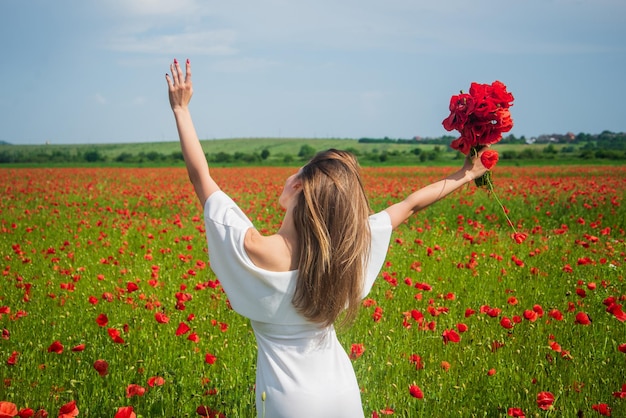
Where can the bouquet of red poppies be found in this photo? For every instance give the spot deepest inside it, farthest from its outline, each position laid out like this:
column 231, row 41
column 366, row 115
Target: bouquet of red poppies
column 480, row 116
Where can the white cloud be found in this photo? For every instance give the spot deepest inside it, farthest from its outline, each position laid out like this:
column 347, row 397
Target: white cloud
column 211, row 42
column 100, row 99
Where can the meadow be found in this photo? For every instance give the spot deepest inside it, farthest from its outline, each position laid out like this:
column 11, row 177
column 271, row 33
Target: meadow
column 109, row 308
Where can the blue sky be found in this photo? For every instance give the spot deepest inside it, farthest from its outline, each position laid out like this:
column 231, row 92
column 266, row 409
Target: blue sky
column 88, row 71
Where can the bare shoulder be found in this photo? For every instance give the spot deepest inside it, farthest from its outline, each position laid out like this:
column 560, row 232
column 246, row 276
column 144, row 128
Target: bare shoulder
column 269, row 252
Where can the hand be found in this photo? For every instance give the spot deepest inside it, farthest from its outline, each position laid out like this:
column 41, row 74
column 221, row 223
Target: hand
column 473, row 165
column 180, row 89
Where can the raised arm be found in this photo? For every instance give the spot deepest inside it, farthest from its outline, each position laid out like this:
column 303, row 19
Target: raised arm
column 426, row 196
column 180, row 92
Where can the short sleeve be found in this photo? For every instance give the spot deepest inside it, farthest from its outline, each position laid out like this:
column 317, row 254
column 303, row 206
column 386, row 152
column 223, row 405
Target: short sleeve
column 380, row 226
column 255, row 293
==================================================
__Task to carry out__.
Could you output every record above exactly as it appears, without the pictures?

__Written answer__.
Where can the bouquet of red poppies be found in this photo? For every instance give the spot deepest inside it, farthest from its outline, each position laid out like this:
column 231, row 41
column 366, row 115
Target: bouquet of red poppies
column 480, row 116
Where can the white cloud be found in this photo? For every instance give the spot deepest inside it, farthest from its outline, each position laid out like this:
column 347, row 397
Target: white cloud
column 211, row 42
column 100, row 99
Where can the meadow be found in this photo? For every instance give the spot deepest inside it, farthest from its outline, each position laid out like this:
column 11, row 177
column 271, row 33
Target: meadow
column 109, row 308
Where can the blue sky be found in this photo? For every instance give the spot deepest inside it, farthest from its outline, each position laid out like this:
column 231, row 92
column 266, row 409
Target: blue sky
column 88, row 71
Where can the bare shoulder be found in this photo? For every instance give the spot deepest inside it, farthest from its outline, each position laid out like this:
column 560, row 232
column 246, row 276
column 144, row 128
Target: bare shoulder
column 269, row 252
Where can the hand be found in this photo? For every instance give the spot deepest inside it, farthest from its outline, each position laid out like this:
column 41, row 74
column 221, row 223
Target: hand
column 473, row 165
column 180, row 89
Where can the raised arm be found in this photo? For every instance give the spot deepest inside it, farthest from its outline, each position laid out like this:
column 303, row 19
Target: raised arm
column 426, row 196
column 180, row 92
Where can the short sleeve be found in this photo? For every instance give the spot deepest inside it, farthest from its outline, each position laid out like this:
column 317, row 254
column 303, row 206
column 386, row 152
column 223, row 405
Target: short sleeve
column 380, row 226
column 255, row 293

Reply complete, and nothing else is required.